■ **Data in this exercise**:
******

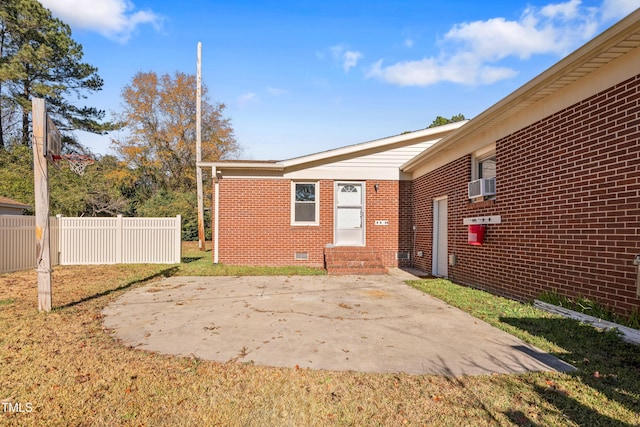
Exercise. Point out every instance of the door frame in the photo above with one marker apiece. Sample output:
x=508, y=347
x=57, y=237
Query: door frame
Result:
x=363, y=210
x=439, y=240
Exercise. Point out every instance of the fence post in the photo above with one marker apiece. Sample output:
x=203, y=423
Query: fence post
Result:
x=178, y=248
x=119, y=239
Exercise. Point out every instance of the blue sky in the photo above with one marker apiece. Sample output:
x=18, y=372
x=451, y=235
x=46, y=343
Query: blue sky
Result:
x=299, y=77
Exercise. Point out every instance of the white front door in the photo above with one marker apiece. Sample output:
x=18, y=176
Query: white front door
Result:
x=349, y=214
x=440, y=237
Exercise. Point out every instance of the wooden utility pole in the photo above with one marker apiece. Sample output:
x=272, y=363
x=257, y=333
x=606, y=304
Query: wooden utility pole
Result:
x=201, y=235
x=41, y=187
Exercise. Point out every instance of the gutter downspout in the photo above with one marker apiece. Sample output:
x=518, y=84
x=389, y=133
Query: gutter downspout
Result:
x=216, y=212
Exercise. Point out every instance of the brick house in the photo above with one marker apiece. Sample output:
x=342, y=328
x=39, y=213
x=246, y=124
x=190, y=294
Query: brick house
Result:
x=350, y=206
x=555, y=172
x=551, y=174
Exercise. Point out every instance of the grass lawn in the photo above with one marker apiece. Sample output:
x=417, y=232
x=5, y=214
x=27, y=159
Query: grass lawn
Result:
x=61, y=368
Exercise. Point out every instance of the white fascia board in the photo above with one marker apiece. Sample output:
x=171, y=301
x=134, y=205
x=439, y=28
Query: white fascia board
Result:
x=405, y=138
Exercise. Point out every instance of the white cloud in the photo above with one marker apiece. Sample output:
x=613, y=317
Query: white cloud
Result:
x=343, y=56
x=471, y=51
x=350, y=59
x=114, y=19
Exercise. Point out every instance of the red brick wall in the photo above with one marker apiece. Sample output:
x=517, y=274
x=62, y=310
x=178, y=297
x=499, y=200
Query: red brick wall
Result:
x=392, y=202
x=255, y=222
x=569, y=196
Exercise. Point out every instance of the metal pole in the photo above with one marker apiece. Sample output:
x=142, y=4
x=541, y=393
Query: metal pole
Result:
x=201, y=235
x=41, y=188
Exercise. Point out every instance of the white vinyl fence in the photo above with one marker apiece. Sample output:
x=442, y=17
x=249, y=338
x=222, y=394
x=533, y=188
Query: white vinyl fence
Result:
x=91, y=241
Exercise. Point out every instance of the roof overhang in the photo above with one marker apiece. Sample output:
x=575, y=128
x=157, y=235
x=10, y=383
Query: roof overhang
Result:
x=335, y=155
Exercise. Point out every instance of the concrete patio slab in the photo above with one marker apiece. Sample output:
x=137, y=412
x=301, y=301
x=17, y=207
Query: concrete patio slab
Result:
x=359, y=323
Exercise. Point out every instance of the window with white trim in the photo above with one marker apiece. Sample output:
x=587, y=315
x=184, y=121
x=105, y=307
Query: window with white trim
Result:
x=483, y=173
x=305, y=206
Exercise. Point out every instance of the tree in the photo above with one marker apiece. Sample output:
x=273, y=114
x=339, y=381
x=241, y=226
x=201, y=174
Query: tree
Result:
x=159, y=148
x=439, y=121
x=38, y=58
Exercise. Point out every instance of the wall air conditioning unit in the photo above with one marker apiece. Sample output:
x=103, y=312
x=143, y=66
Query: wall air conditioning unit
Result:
x=482, y=187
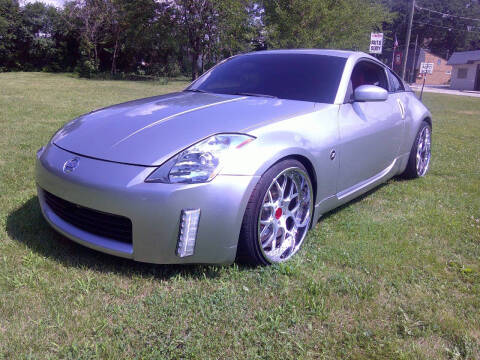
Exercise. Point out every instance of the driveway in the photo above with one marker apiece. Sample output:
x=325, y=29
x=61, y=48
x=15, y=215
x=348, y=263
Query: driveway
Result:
x=442, y=89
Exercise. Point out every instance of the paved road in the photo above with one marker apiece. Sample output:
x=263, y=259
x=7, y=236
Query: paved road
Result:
x=445, y=90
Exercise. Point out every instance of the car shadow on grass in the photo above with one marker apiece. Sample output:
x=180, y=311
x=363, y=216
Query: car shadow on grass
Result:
x=27, y=226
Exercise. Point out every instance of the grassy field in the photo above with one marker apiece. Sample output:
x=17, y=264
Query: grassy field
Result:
x=393, y=275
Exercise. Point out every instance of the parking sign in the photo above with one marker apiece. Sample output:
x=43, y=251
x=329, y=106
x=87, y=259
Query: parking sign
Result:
x=376, y=43
x=426, y=68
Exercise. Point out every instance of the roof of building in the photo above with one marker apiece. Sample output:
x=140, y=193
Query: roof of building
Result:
x=464, y=57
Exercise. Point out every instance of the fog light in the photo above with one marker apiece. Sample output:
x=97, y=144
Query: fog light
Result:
x=188, y=232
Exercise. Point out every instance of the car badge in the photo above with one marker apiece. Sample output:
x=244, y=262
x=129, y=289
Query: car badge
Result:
x=70, y=165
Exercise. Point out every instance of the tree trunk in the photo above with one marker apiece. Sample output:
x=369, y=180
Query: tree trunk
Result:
x=114, y=60
x=195, y=56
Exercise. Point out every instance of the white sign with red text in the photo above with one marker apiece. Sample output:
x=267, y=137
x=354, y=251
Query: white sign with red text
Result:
x=376, y=43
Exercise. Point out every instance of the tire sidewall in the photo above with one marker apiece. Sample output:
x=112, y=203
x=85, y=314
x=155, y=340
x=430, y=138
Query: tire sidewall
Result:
x=259, y=194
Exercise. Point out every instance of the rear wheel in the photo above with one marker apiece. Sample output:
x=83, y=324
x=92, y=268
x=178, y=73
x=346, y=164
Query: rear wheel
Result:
x=420, y=154
x=278, y=215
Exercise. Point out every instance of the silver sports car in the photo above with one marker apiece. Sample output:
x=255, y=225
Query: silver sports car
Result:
x=239, y=165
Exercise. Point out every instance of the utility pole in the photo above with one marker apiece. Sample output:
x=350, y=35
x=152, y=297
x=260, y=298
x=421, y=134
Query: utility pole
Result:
x=407, y=40
x=414, y=59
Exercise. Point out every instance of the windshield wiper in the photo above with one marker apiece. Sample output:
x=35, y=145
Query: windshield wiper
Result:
x=196, y=90
x=255, y=94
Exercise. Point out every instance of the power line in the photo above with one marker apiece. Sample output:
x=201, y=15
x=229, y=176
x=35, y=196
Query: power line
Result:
x=446, y=27
x=444, y=14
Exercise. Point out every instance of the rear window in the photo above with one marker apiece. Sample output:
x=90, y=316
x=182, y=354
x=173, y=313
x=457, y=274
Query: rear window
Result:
x=304, y=77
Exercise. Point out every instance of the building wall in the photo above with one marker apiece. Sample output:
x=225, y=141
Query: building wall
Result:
x=469, y=82
x=442, y=72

******

■ **Goal**:
Return the records exactly. Don't carry the pictures over.

■ **Exercise response**:
Exercise. Point out every instance of the door frame in the photo above with one marker apiece. Sample output:
x=508, y=347
x=57, y=237
Query: door frame
Result:
x=363, y=210
x=439, y=240
Exercise. Point out every instance of the fence post in the photo above with one marker apiece. Sample output:
x=203, y=423
Query: fence post
Result:
x=178, y=248
x=119, y=239
Exercise. Point out every instance of the blue sky in the photo above with one marker apiece. Sample output:
x=18, y=372
x=451, y=235
x=46, y=343
Query: blue sky
Result:
x=299, y=77
Exercise. Point out every instance of the white front door in the photo above with one marker apiece. Sample output:
x=18, y=176
Query: white front door
Result:
x=349, y=214
x=440, y=237
Exercise. Point out every instance of the wooden utility pole in the photo above with one marker apiece. Sample output:
x=272, y=363
x=257, y=333
x=606, y=304
Query: wooden utility pole
Result:
x=201, y=235
x=41, y=187
Exercise. Point out every instance of the gutter downspout in the photo above with one marker apiece. Sample output:
x=518, y=84
x=389, y=133
Query: gutter downspout
Result:
x=216, y=212
Exercise. Point out every instance of the brick house in the photo above with one marker apiece. Sample output:
x=342, y=328
x=39, y=213
x=246, y=124
x=190, y=294
Query: brick house
Result:
x=350, y=206
x=555, y=172
x=551, y=174
Exercise. Point out every instance of the grass lawn in the photo above with one marker apiece. Sample output:
x=417, y=232
x=5, y=214
x=27, y=159
Query: grass lawn
Result:
x=61, y=368
Exercise. Point out every instance of the white fascia board in the photo above with one marker apiece. Sample output:
x=171, y=301
x=134, y=205
x=439, y=28
Query: white fascia board
Result:
x=405, y=138
Exercise. Point out every instance of the white cloud in the photo above with one marker apiece. Sample output:
x=613, y=317
Query: white cloud
Result:
x=343, y=56
x=471, y=51
x=350, y=59
x=114, y=19
Exercise. Point out every instance of the red brick wall in the photo above with one marker apiece. Sample output:
x=517, y=274
x=62, y=310
x=178, y=297
x=499, y=200
Query: red brick wall
Result:
x=392, y=202
x=255, y=222
x=569, y=196
Exercise. Point out every instance of the metal pole in the photo above with one marker apiece. Sample output:
x=142, y=4
x=541, y=393
Query: metal pole
Result:
x=201, y=235
x=41, y=188
Exercise. Point out every instance of the white vinyl fence in the photo above with one marker apiece. Sample output:
x=442, y=17
x=249, y=338
x=222, y=394
x=533, y=188
Query: white vinyl fence
Result:
x=91, y=241
Exercise. Point out every instance of the roof overhang in the photo above with one marker apiece. Sample output:
x=575, y=128
x=157, y=235
x=10, y=383
Query: roof overhang
Result:
x=335, y=155
Exercise. Point out every instance of the concrete patio slab in the photo above with one marker apiece. Sample output:
x=137, y=412
x=301, y=301
x=17, y=207
Query: concrete patio slab
Result:
x=359, y=323
Exercise. Point out every instance of the window with white trim in the photo above with one marker apiece. Sample output:
x=587, y=315
x=184, y=121
x=105, y=307
Query: window with white trim
Result:
x=483, y=173
x=305, y=206
Exercise. Point out every instance of the tree in the photo above with one marker apiece. Sample output:
x=273, y=114
x=339, y=381
x=241, y=226
x=201, y=174
Query: tree
Result:
x=159, y=148
x=439, y=121
x=38, y=58
Exercise. Point out every instance of the wall air conditioning unit in the photo above with one marker apiece. Sample output:
x=103, y=312
x=143, y=66
Query: wall air conditioning unit
Result:
x=482, y=187
Exercise. Point out every instance of the driveway in the photo above with one marker apiece. Sample output:
x=325, y=29
x=61, y=48
x=15, y=215
x=348, y=263
Query: driveway
Result:
x=442, y=89
Exercise. Point out every instance of the paved road in the photo above with one marker apiece. Sample output:
x=263, y=259
x=7, y=236
Query: paved road
Result:
x=445, y=90
Exercise. Point out every instance of the car shadow on grass in the photo above with one marker apiece. Sample output:
x=180, y=311
x=363, y=216
Query: car shadow on grass
Result:
x=27, y=226
Exercise. Point out every instance of the grassy field in the photo above with one marker apiece. Sample output:
x=17, y=264
Query: grassy field
Result:
x=393, y=275
Exercise. Point out every instance of the parking sign in the photo above with one marker apiece. Sample output:
x=43, y=251
x=329, y=106
x=87, y=259
Query: parking sign
Result:
x=376, y=43
x=426, y=68
Exercise. Point out every instance of the roof of building in the photo above with one marker apiece. Sample output:
x=140, y=193
Query: roof of building
Result:
x=464, y=57
Exercise. Point out every instance of the fog light in the photo above with one marker apiece. Sample output:
x=97, y=144
Query: fog light
Result:
x=188, y=232
Exercise. Point out every instance of the car badge in the photo above with one marker apiece. Sample output:
x=244, y=262
x=129, y=289
Query: car badge
Result:
x=70, y=165
Exercise. Point out every instance of the tree trunk in the photo above with one marker apiece. Sample output:
x=369, y=180
Query: tree trunk
Result:
x=114, y=60
x=195, y=56
Exercise. Point out every instance of the white sign with red text in the photo above with one marker apiece. Sample output:
x=267, y=137
x=354, y=251
Query: white sign with red text
Result:
x=376, y=43
Exercise. Point out every instance of the tire sidewall in the photo above with one marker apiece. Sample output:
x=112, y=203
x=85, y=314
x=155, y=340
x=430, y=138
Query: tire sidewall
Result:
x=259, y=194
Exercise. Point out every instance of the rear wheel in the photo above with one marker apiece. Sample output:
x=83, y=324
x=92, y=268
x=178, y=73
x=346, y=164
Query: rear wheel
Result:
x=420, y=154
x=278, y=215
Exercise. Point out every instance of the silver sports car in the photo above with one marker apiece. Sample output:
x=255, y=225
Query: silver sports car
Result:
x=239, y=165
Exercise. Point out every instance of the utility pole in the photo above with one marker apiece. Sample output:
x=350, y=35
x=152, y=297
x=260, y=298
x=421, y=134
Query: utility pole
Result:
x=407, y=40
x=414, y=59
Exercise. Point out every instance of the windshield wiper in the photo above with one marker apiece. Sample output:
x=35, y=145
Query: windshield wiper
Result:
x=196, y=90
x=255, y=94
Exercise. Point out every instance of the power line in the photo above with one marker apiece. Sample output:
x=201, y=15
x=229, y=176
x=35, y=196
Query: power line
Result:
x=446, y=27
x=444, y=14
Exercise. Point out every instance of the rear window in the photo above with one marker apiece. Sample output:
x=90, y=316
x=182, y=354
x=173, y=313
x=457, y=274
Query: rear window
Result:
x=304, y=77
Exercise. Point out every instance of the building wall in the photo above with one marker apiece. Sample output:
x=225, y=141
Query: building wall
Result:
x=469, y=82
x=442, y=72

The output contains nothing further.